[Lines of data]
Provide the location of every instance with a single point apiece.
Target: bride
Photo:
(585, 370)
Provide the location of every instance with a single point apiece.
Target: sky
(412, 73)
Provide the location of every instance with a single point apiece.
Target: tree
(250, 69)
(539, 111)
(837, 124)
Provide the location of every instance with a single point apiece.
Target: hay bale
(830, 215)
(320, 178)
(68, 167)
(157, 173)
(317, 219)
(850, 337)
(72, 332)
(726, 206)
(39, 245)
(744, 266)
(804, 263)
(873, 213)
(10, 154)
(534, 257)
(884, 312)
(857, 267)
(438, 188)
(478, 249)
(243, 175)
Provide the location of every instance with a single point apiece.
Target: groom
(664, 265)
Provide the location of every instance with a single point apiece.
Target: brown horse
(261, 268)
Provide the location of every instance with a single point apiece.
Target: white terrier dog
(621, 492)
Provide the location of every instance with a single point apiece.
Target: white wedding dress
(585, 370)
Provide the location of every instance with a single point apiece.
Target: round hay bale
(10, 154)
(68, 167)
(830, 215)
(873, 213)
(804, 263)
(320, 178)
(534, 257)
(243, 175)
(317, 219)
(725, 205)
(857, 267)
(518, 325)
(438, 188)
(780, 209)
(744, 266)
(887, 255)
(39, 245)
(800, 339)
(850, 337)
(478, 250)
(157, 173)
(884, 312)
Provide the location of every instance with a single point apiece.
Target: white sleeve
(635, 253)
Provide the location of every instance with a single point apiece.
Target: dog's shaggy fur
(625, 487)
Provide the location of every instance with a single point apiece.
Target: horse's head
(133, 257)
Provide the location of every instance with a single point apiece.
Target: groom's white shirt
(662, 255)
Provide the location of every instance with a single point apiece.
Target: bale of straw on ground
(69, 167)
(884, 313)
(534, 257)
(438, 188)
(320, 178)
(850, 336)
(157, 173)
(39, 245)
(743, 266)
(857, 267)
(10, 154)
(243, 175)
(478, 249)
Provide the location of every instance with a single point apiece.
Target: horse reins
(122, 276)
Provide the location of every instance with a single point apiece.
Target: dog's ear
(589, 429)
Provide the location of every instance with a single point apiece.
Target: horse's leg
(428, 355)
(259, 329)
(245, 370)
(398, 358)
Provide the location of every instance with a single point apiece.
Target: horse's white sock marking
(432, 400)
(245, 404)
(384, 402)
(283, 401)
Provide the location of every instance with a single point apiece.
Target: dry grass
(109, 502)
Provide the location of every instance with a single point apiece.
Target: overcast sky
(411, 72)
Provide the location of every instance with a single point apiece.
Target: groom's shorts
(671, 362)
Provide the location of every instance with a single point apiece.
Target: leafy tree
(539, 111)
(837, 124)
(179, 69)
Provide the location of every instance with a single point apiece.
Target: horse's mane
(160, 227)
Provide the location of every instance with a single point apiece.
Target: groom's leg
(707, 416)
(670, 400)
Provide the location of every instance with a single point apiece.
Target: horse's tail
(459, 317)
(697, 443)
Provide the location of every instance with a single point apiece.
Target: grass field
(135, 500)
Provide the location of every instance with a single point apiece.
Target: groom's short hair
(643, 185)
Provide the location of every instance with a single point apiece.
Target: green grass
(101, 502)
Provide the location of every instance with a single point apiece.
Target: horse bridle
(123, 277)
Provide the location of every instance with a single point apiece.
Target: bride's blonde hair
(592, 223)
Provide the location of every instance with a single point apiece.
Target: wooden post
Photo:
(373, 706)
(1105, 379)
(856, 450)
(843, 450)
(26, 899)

## What needs to be done
Copy each line of the data above without altering a single character.

## Problem solution
Provide the location of every instance with a single point apiece.
Target: bride
Photo:
(585, 370)
Provide the location of every instance with a single point apiece.
Target: sky
(412, 73)
Provide the location of every instance with a single point apiece.
Target: tree
(250, 69)
(539, 111)
(837, 124)
Provide the location of every instance with a single point apiece.
Target: hay bale
(830, 215)
(320, 178)
(68, 167)
(157, 173)
(317, 219)
(850, 337)
(72, 332)
(726, 206)
(39, 245)
(744, 266)
(804, 263)
(873, 213)
(10, 154)
(534, 257)
(884, 312)
(857, 267)
(438, 188)
(478, 249)
(243, 175)
Provide the location of every instance with a single point apiece.
Target: groom
(664, 265)
Provide the location of every instance with a single point apiece.
Target: brown horse
(261, 268)
Provide the location of every instance with a single point apiece.
Target: white terrier dog
(621, 492)
Provide the location of every instance with a single point apiece.
Target: white wedding dress
(585, 370)
Provide the location of every instance with a single point apiece.
Target: round hay bale
(10, 154)
(68, 167)
(830, 215)
(873, 213)
(804, 263)
(320, 178)
(534, 257)
(243, 175)
(317, 219)
(725, 205)
(857, 267)
(518, 325)
(438, 188)
(780, 209)
(744, 266)
(887, 255)
(39, 245)
(800, 339)
(850, 337)
(478, 250)
(157, 173)
(884, 312)
Provide the location of every instance with a single point apiece.
Target: white sleeve
(635, 253)
Provide the location of every instance with a single point apiece.
Target: dog's shaggy fur
(625, 487)
Provide the location of every instance with a single point apiece.
Target: horse's head
(133, 257)
Provide the location of every instance with a single point apiece.
Target: groom's white shirt
(662, 255)
Provide the location of every instance with a single point apiece.
Target: bale of straw on ground
(69, 167)
(884, 313)
(534, 257)
(438, 188)
(320, 178)
(850, 336)
(157, 173)
(39, 245)
(743, 266)
(857, 267)
(10, 154)
(243, 175)
(478, 249)
Provide the location of every instance with a single point apiece.
Target: horse reins
(122, 276)
Provide the location of every instance with a single point apiece.
Target: dog's ear
(589, 429)
Provide the location of every instance with a single point apiece.
Target: horse's leg
(428, 355)
(259, 329)
(245, 370)
(398, 358)
Provide the location of every instance with a single point apiece.
Target: horse's white sock marking
(432, 400)
(245, 404)
(384, 402)
(283, 401)
Provide the location of every instance with a single point apiece.
Target: dry grass
(109, 502)
Provide the location of every instance with a single point apiece.
Target: overcast sky
(411, 72)
Provide the location of every instance with a single point apiece.
Target: groom's shorts
(671, 362)
Provide the location of every instance with a single point apiece.
Target: leafy tree
(539, 111)
(837, 124)
(179, 69)
Provide the location of every instance with a single point apiece.
Target: horse's mane
(160, 227)
Provide the location of every instance with a single point apiece.
Target: groom's leg
(707, 416)
(670, 400)
Provide the location of every instance with a single point apiece.
Target: horse's tail
(459, 317)
(697, 443)
Provide the location of every instance with a single point apiece.
Target: grass field
(135, 500)
Provide the location of every instance with a single point apiece.
Target: groom's short hair
(643, 185)
Provide the location of every instance with a single point apiece.
Target: green grass
(101, 502)
Provide the location of every instance with a single point apiece.
Target: horse bridle
(123, 277)
Provide the location of every instance with a single point apiece.
Target: bride's blonde hair
(592, 223)
Provide the location of every instance with a single point apiece.
Target: wooden post
Photo:
(373, 706)
(1105, 379)
(856, 450)
(843, 450)
(26, 899)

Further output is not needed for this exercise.